◆ EXERCISE
Up to and including the line with "928, row 259.", return every line from the start of the entries below exactly.

Extracted records:
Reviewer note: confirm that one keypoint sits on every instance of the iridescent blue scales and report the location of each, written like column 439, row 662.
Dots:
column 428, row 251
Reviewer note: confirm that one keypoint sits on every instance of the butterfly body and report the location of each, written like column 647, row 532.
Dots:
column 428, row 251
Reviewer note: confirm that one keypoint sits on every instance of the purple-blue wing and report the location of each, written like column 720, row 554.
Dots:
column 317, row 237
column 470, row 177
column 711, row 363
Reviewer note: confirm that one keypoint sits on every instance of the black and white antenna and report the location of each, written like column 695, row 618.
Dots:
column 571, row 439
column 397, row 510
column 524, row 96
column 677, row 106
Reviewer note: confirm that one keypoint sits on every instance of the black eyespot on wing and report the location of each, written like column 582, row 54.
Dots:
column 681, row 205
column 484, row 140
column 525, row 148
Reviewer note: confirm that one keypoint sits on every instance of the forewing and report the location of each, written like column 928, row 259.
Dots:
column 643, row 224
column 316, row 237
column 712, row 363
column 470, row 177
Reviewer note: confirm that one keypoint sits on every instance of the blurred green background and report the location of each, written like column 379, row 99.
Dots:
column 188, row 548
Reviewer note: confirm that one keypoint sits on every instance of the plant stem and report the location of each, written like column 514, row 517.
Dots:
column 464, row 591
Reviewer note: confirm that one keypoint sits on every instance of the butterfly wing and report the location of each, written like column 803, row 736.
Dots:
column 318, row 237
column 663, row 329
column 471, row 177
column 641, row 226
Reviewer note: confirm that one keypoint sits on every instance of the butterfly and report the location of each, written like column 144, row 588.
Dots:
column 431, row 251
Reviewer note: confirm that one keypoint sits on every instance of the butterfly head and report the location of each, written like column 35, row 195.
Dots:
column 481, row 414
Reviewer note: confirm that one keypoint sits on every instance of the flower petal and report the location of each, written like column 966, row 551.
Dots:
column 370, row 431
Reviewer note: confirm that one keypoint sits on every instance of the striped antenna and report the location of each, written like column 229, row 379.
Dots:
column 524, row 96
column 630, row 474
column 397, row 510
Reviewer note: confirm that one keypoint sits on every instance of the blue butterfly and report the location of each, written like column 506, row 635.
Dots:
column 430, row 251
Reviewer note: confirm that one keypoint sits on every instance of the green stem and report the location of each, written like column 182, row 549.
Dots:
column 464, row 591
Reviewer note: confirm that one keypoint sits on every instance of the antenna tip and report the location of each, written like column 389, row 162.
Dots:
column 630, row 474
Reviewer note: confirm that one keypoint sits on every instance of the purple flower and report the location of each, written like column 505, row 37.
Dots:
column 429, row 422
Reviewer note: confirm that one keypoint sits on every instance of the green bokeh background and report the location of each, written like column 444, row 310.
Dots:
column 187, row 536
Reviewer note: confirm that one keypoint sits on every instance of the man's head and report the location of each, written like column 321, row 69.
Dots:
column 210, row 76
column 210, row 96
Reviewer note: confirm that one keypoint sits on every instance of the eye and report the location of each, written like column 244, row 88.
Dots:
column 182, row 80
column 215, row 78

◆ SOLUTION FOR THIS EXERCISE
Reviewer note: confirm that one keypoint sits on every instance of the iridescent blue scales and report the location of each, written like column 439, row 662.
Dots:
column 428, row 251
Reviewer note: confirm that one keypoint sits on every instance of the butterfly body and report the location of each, written like column 647, row 532.
Dots:
column 428, row 251
Reviewer note: confirm that one keypoint sits on every instance of the purple-blue wing and report the location of each, written like column 720, row 554.
Dots:
column 317, row 237
column 470, row 177
column 711, row 363
Reviewer note: confirm that one keypoint sits on every instance of the black and white antenna and report the location of each, written like column 695, row 618.
Dots:
column 571, row 439
column 397, row 510
column 524, row 96
column 677, row 106
Reviewer note: confirm that one keypoint sits on every instance of the black eyespot on wing and report the location of each, written like column 582, row 54.
Dots:
column 681, row 205
column 484, row 140
column 525, row 148
Reviewer note: confirm that one keypoint sits on every instance of the forewing and report the location of each, written like column 928, row 259.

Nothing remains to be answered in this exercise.